* [Excerpt provided]
Activation Functions

Motivation

The nonlinearity in a neural network is the activation function: a fixed elementwise function \(\sigma\) applied to the pre-activation \(z = Wa + b\). Without it, a stack of linear layers collapses into a single linear layer: \(W_2 (W_1 x) = (W_2 W_1) x\). The activation is what makes a deep network express functions a shallow linear model cannot, and what gives it the universal-approximation property (Hornik et al. 1989).

Beyond expressivity, activations have direct consequences for trainability. A function whose derivative is zero on most of its domain (saturating activations like sigmoid) starves backpropagation of gradient signal; one whose derivative is unbounded (no longer used) causes exploding activations. Modern practice is dominated by ReLU and its variants because they are cheap, non-saturating in the positive direction, and easy to train.

Hidden-Layer Activations

Diagram: four hidden-layer activations on the same axes

ReLU

\[ \sigma(z) = \max(0, z), \qquad \sigma'(z) = \mathbb{1}[z > 0]. \]

Linear for positive inputs, zero for negative. The gradient is exactly \(1\) in the active region — no saturation, no shrinking gradients with depth — and exactly \(0\) in the inactive region. Training is fast and stable.

Dead-ReLU problem. A unit whose pre-activation is negative for every input in the dataset has zero gradient and never updates. This can happen if a large negative bias gets stuck or the learning rate is too high. The fraction of dead units is a useful diagnostic; a few percent is normal, \(>50\%\) is a red flag. Mitigations include lower learning rates, careful initialization, and the variants below.

Leaky ReLU and PReLU

\[ \sigma(z) = \max(\alpha z, z), \qquad \alpha \in (0, 1). \]

Leaky ReLU fixes \(\alpha\) (typically \(0.01\)); parametric ReLU (PReLU) learns it per-channel. Eliminates the dead-ReLU pathology by giving negative inputs a small non-zero gradient. Modest empirical gains; popular in image models when ReLU has been observed to underperform.

GELU

\[ \sigma(z) = z \, \Phi(z), \]

where \(\Phi\) is the standard Gaussian CDF. Smooth, looks like ReLU for \(|z| \gtrsim 2\) and rolls off more gently around \(0\). Slightly more expensive than ReLU; standard in transformer architectures (BERT, GPT-2 onward) where the empirical advantage is consistent.

Sigmoid and Tanh

\[ \sigma_{\text{sigmoid}}(z) = \frac{1}{1 + e^{-z}} \in (0, 1), \qquad \sigma_{\text{tanh}}(z) = \frac{e^z - e^{-z}}{e^z + e^{-z}} \in (-1, 1). \]

Both are smooth and bounded. Both saturate: \(\sigma'(z) \to 0\) as \(|z| \to \infty\). Sigmoid’s derivative tops out at \(1/4\) at \(z = 0\); tanh’s at \(1\). Stacking saturating activations causes vanishing gradients because the chain-rule product of layer Jacobians shrinks geometrically.

Hidden layers should not use sigmoid in modern feedforward networks — it was the dominant choice in the 1990s and is the reason deep MLPs were considered untrainable until around 2010. Tanh is occasionally still used in LSTMs and GRUs, where the gating structure tames the saturation problem.

* [Data for analysis]
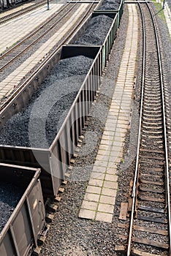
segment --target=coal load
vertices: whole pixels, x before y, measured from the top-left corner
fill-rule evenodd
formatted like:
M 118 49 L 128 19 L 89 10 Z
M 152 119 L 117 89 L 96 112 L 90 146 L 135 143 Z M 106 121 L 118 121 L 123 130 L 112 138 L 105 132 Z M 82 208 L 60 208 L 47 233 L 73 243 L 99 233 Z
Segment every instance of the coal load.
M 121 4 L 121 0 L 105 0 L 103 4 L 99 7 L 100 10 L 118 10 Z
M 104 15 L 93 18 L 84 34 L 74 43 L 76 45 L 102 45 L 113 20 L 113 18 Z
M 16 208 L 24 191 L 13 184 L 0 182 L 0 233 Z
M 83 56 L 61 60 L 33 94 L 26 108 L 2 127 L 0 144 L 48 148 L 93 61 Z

* [Task requirements]
a – Answer these questions about the text on activation functions:
(i) What value of α does Leaky ReLU typically use?
(ii) What is the largest value the derivative of the sigmoid reaches, and at what input?
(iii) What fraction of dead units does the text call a red flag?
b – Continue the text on activation functions from where it stops.

* [Responses by item number]
a –
(i) 0.01
(ii) 1/4, at z = 0
(iii) More than 50%

b –
Output Activations

The output activation is dictated by the loss and the target distribution, not chosen for representational reasons.

Identity (regression)

For real-valued targets minimizing mean-squared error, the output activation is the identity: \(\hat y = z_L\). This corresponds to a Gaussian likelihood model.

Sigmoid (binary classification)

For a single binary label \(y \in \{0, 1\}\), output a probability via sigmoid: \(\hat p = \sigma_{\text{sigmoid}}(z_L)\). Combined with binary cross-entropy loss, the gradient at the output simplifies to \(\hat p - y\).

Softmax (multiclass classification)

For \(K\) mutually exclusive classes, the softmax maps a vector \(z \in \mathbb{R}^K\) to a categorical distribution:

\[ \sigma_{\text{softmax}}(z)_k = \frac{e^{z_k}}{\sum_{j=1}^K e^{z_j}}. \]

Softmax outputs are non-negative and sum to \(1\). Combined with cross-entropy, the loss reduces to \(-\log \sigma_{\text{softmax}}(z)_y\) for the true class \(y\), and the gradient at the output is \(\sigma_{\text{softmax}}(z) - e_y\) (the predicted distribution minus the one-hot truth) — clean, well-conditioned, and always non-zero unless prediction is exactly right.

Numerical stability. Computing softmax directly from the formula overflows for large \(z_k\). The standard fix subtracts the max: \(\sigma_{\text{softmax}}(z)_k = e^{z_k - z^*} / \sum_j e^{z_j - z^*}\) with \(z^* = \max_j z_j\). Frameworks always use this internally; one should never implement softmax from the raw formula.

How to Pick

Default rules for current practice:

Hidden layers: ReLU. Use GELU in transformers.
Output for regression: identity.
Output for binary classification: sigmoid + binary cross-entropy.
Output for multiclass classification: softmax + cross-entropy.

Do not mix activations across hidden layers without a reason. Do not use sigmoid or tanh in hidden layers of a deep MLP unless required by the architecture (e.g., LSTM gates).

References

Hornik, Kurt, Maxwell Stinchcombe, and Halbert White. 1989. “Multilayer Feedforward Networks Are Universal Approximators.” Neural Networks 2 (5): 359–66. https://doi.org/10.1016/0893-6080(89)90020-8.